§ **Directions for this task**: The records that follow are to be repeated without alteration.

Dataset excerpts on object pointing

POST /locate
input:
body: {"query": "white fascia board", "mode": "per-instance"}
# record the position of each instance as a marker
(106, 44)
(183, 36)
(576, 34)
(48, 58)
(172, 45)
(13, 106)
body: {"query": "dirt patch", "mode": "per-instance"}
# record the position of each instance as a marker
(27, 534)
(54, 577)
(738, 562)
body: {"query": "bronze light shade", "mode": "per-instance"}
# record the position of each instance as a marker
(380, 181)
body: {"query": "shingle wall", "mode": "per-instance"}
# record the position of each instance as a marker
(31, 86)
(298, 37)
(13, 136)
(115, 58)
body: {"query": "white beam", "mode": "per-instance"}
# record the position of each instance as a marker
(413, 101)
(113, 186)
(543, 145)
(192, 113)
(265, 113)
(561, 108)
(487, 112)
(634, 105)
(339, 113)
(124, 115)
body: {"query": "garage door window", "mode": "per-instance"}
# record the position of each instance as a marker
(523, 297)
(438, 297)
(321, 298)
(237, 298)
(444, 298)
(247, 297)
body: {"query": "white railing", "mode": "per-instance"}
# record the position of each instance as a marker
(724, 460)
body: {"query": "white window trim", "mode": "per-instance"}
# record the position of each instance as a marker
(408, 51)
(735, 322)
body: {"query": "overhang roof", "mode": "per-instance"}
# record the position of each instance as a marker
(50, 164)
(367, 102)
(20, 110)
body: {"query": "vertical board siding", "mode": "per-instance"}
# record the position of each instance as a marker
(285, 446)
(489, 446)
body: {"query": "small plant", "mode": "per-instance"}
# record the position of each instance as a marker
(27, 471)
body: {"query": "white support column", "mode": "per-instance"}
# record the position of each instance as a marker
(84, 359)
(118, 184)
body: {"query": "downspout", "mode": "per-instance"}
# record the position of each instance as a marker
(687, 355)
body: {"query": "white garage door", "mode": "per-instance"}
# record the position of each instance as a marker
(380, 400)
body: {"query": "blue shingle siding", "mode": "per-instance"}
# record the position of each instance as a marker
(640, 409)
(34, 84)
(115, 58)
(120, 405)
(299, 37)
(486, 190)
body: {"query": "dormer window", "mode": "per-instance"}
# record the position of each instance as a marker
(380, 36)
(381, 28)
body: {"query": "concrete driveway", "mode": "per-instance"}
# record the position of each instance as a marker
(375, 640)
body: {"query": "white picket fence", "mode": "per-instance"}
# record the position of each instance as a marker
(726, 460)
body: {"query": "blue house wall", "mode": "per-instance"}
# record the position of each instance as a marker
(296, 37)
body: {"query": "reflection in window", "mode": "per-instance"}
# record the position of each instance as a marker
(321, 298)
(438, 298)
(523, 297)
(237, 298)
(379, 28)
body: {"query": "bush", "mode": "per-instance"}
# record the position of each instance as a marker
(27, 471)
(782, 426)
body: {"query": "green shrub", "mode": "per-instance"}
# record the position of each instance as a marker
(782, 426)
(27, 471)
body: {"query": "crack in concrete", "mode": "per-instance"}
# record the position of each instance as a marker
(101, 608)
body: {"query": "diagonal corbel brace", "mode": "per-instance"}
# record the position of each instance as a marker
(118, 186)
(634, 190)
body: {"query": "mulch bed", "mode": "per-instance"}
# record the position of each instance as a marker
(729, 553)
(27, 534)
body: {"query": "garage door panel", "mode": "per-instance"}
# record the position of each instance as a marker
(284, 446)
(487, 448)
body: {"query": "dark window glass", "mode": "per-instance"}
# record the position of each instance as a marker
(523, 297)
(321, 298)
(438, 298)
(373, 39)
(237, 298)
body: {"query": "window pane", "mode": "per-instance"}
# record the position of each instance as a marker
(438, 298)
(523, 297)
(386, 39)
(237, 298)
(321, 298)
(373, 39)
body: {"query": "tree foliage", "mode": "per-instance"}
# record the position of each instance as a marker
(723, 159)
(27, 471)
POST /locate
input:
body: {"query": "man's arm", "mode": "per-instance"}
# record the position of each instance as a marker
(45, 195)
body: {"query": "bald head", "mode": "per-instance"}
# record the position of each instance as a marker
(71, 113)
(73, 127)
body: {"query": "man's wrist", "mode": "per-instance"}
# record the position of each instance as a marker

§ **Answer for the task**:
POST /locate
input:
body: {"query": "white fascia board", "mode": "per-instance"}
# record the position of each instance as a marker
(106, 44)
(183, 36)
(576, 34)
(48, 58)
(172, 45)
(13, 106)
body: {"query": "dirt patch", "mode": "per-instance"}
# record the position of each instance as a marker
(27, 534)
(54, 577)
(738, 562)
body: {"query": "bronze light shade", "mode": "per-instance"}
# record the position of each instance as a marker
(380, 181)
body: {"query": "shingle wall", "mode": "per-instance"}
# record the position of each instance as a marker
(31, 86)
(298, 37)
(13, 136)
(115, 58)
body: {"query": "white beam", "mode": "per-instance"}
# record the position of each instance as a marker
(413, 101)
(113, 186)
(543, 145)
(192, 113)
(265, 113)
(561, 108)
(487, 112)
(634, 105)
(339, 113)
(124, 115)
body: {"query": "garage door window", "mode": "per-instance"}
# record the position of each instance as a marker
(523, 297)
(438, 297)
(321, 298)
(237, 298)
(444, 298)
(247, 297)
body: {"query": "white railing", "mode": "per-instance"}
# record the position of each instance as a marker
(724, 460)
body: {"query": "white window trim", "mode": "per-instance"}
# record the position of each instance as a marker
(408, 51)
(735, 322)
body: {"query": "overhang roof", "mode": "per-instance"}
# record the position of each instance as a marker
(50, 164)
(367, 102)
(20, 110)
body: {"query": "vertical board siding", "mode": "per-instance"}
# record the position of each instance as a marker
(285, 446)
(489, 446)
body: {"query": "small plant", "mode": "per-instance"}
# record the position of each instance as a marker
(27, 471)
body: {"query": "white support column", "mode": "per-instance"}
# record the position of each instance as a marker
(84, 359)
(118, 184)
body: {"query": "downspout", "mode": "per-instance"}
# record the position of each instance as a marker
(687, 355)
body: {"query": "white garage door", "mode": "per-instance"}
# record the position of each instance as a marker
(380, 400)
body: {"query": "blue shingle siding", "mode": "per-instance"}
# record the position of each instance as a marker
(640, 409)
(34, 84)
(115, 58)
(120, 405)
(299, 37)
(486, 190)
body: {"query": "dormer window", "mode": "per-instance"}
# record the position of each instance as a marker
(380, 36)
(381, 28)
body: {"query": "concrete driveway", "mode": "per-instance"}
# record the position of each instance as a marker
(375, 640)
body: {"query": "white picket fence", "mode": "per-instance"}
# record the position of each instance as a marker
(726, 460)
body: {"query": "blue house wall", "mode": "per-instance"}
# record the position of each instance as a marker
(296, 37)
body: {"query": "reflection in window", "mode": "per-instance"}
# record the position of each instance as a marker
(321, 298)
(438, 298)
(523, 297)
(237, 298)
(379, 28)
body: {"query": "bush", "mode": "per-instance"}
# record the position of each instance as a marker
(27, 471)
(782, 426)
body: {"query": "green shrub", "mode": "per-instance"}
# record the position of each instance as a marker
(782, 426)
(27, 471)
body: {"query": "crack in concrete", "mode": "per-instance"}
# record the position of each instance as a marker
(101, 608)
body: {"query": "diagonal corbel brace", "mode": "per-instance"}
# record the position of each instance as a marker
(118, 186)
(634, 190)
body: {"query": "mulch bed", "mode": "per-instance"}
# record the position of each instance as a marker
(729, 553)
(27, 534)
body: {"query": "garage door panel", "mode": "per-instance"}
# record the position of each instance as a marker
(284, 446)
(487, 448)
body: {"query": "dark window glass", "mode": "per-instance"}
# record the position of each instance as a marker
(523, 297)
(321, 298)
(438, 298)
(373, 39)
(237, 298)
body: {"query": "window pane", "mode": "per-instance"}
# record the position of each instance as a marker
(438, 298)
(523, 297)
(386, 39)
(237, 298)
(321, 298)
(373, 39)
body: {"query": "tree foliage", "mode": "per-instance"}
# record the position of each instance as a marker
(723, 159)
(27, 471)
POST /locate
input:
body: {"query": "man's arm", "mode": "per-instance"}
# record the position of each instance as a marker
(45, 195)
body: {"query": "bald head", "mode": "per-instance"}
# record the position of each instance as a marker
(71, 113)
(73, 127)
body: {"query": "man's wrist", "mode": "per-instance"}
# record the position of each instance as a marker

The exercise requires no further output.